### [What you are asked to do]
In the records below, copy out only the lines starting with the line containing "the village house" and going on through the line containing "x=601 y=763". Switch "evaluation set" to "test set", keep everything else unchanged, and leave out any pictures.

### [Data listing]
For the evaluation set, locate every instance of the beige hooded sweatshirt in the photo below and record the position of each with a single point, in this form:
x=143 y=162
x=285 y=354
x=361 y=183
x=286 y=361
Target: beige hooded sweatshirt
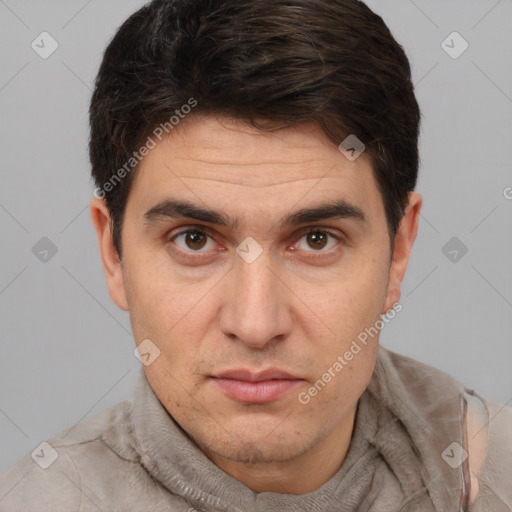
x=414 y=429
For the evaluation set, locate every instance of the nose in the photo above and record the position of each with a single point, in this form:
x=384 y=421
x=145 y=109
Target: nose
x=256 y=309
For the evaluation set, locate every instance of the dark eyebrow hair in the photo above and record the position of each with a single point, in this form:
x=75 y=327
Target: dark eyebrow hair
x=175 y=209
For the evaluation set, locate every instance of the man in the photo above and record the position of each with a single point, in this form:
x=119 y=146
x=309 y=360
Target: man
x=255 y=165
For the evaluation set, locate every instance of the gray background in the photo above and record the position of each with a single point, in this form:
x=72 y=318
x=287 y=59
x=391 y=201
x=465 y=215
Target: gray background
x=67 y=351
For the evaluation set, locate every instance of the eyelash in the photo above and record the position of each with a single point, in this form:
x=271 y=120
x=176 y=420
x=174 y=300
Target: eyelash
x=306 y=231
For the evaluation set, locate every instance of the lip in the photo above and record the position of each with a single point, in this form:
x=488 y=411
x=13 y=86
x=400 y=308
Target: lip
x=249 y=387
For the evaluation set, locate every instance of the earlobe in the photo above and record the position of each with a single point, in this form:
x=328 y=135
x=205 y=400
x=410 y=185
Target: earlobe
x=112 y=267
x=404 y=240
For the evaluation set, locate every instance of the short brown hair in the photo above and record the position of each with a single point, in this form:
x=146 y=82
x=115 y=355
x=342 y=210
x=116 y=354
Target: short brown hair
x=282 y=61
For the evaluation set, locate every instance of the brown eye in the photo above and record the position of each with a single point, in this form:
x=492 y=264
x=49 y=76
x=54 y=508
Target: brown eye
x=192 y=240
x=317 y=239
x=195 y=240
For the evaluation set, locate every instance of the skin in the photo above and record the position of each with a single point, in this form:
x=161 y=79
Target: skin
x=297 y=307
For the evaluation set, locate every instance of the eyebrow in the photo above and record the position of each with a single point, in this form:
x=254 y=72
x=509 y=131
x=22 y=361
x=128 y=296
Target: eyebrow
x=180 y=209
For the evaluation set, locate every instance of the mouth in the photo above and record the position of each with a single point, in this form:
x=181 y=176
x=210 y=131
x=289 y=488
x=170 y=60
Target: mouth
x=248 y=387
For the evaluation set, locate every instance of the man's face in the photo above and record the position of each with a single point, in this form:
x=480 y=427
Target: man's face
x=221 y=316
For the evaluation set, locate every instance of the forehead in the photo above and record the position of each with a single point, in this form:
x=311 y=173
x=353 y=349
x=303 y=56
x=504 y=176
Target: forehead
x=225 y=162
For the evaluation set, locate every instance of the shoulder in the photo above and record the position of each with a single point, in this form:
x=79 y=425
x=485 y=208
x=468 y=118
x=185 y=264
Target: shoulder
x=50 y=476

---

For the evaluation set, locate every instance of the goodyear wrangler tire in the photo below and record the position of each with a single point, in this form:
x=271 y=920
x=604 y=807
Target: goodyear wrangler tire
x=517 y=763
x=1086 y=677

---

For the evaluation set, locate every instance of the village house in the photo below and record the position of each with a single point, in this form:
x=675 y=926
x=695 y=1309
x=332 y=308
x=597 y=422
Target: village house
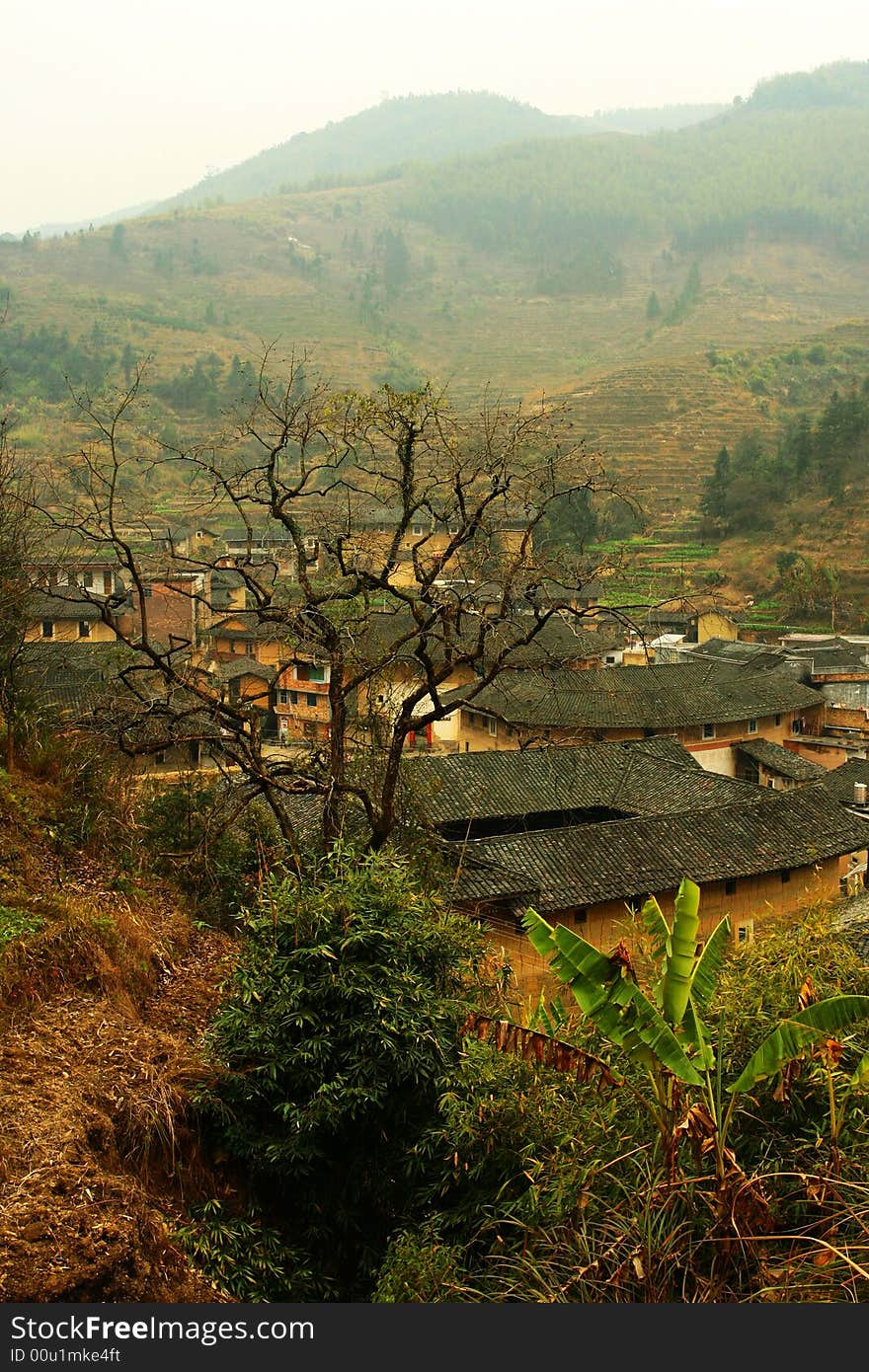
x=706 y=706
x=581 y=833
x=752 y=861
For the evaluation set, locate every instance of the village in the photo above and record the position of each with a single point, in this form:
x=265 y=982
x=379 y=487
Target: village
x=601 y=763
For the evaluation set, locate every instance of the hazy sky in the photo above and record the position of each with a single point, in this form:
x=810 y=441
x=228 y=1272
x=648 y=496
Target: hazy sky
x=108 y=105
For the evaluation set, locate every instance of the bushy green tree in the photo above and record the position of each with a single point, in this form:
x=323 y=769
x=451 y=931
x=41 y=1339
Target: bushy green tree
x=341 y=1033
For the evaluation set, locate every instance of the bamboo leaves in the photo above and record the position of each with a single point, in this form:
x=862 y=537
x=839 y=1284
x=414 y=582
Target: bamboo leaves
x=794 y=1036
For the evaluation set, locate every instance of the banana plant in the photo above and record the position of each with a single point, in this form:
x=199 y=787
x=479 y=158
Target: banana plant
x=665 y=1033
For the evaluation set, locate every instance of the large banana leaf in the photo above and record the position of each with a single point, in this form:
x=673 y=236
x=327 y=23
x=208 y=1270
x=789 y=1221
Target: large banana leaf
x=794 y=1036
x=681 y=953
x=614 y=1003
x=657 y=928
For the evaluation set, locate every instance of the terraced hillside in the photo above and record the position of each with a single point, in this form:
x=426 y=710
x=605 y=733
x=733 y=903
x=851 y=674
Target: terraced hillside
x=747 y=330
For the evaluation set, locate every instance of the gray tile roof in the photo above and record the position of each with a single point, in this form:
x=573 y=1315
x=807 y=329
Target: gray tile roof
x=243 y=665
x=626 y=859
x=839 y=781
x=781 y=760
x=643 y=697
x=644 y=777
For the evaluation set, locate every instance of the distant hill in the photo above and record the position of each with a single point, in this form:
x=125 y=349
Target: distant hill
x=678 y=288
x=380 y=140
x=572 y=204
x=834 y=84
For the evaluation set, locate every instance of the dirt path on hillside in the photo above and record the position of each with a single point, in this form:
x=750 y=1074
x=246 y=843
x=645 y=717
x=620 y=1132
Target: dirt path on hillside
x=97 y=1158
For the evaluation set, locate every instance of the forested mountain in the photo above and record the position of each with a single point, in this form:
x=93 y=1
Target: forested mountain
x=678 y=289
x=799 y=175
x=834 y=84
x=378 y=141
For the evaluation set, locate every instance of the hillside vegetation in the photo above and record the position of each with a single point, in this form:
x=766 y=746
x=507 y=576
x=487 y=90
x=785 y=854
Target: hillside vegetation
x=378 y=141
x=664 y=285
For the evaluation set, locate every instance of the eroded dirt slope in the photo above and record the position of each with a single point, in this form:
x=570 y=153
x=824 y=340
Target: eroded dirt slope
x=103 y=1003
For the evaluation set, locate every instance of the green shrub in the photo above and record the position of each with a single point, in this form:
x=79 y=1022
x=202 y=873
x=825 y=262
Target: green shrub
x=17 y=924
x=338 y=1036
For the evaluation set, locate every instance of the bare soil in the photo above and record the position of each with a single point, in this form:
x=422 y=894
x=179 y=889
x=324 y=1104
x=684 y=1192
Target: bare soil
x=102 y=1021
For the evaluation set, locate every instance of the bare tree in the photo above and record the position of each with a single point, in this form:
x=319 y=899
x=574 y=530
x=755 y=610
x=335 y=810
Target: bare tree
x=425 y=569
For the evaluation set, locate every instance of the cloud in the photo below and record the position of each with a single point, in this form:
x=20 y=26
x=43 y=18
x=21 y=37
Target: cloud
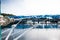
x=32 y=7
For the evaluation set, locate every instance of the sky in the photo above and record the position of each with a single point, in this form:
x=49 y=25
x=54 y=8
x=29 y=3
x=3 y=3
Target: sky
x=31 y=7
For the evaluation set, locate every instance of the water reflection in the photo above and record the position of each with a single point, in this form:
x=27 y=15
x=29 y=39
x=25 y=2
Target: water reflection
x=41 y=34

### [The answer]
For the test set, locate every instance of the village house in the photo below and record the position of each with a single point, in this form:
x=675 y=926
x=695 y=1309
x=332 y=308
x=597 y=422
Target: village house
x=706 y=706
x=581 y=833
x=752 y=861
For the test set, locate every instance of the village in the photo above and record the position of each with a single point, in this form:
x=265 y=982
x=379 y=487
Target: village
x=601 y=763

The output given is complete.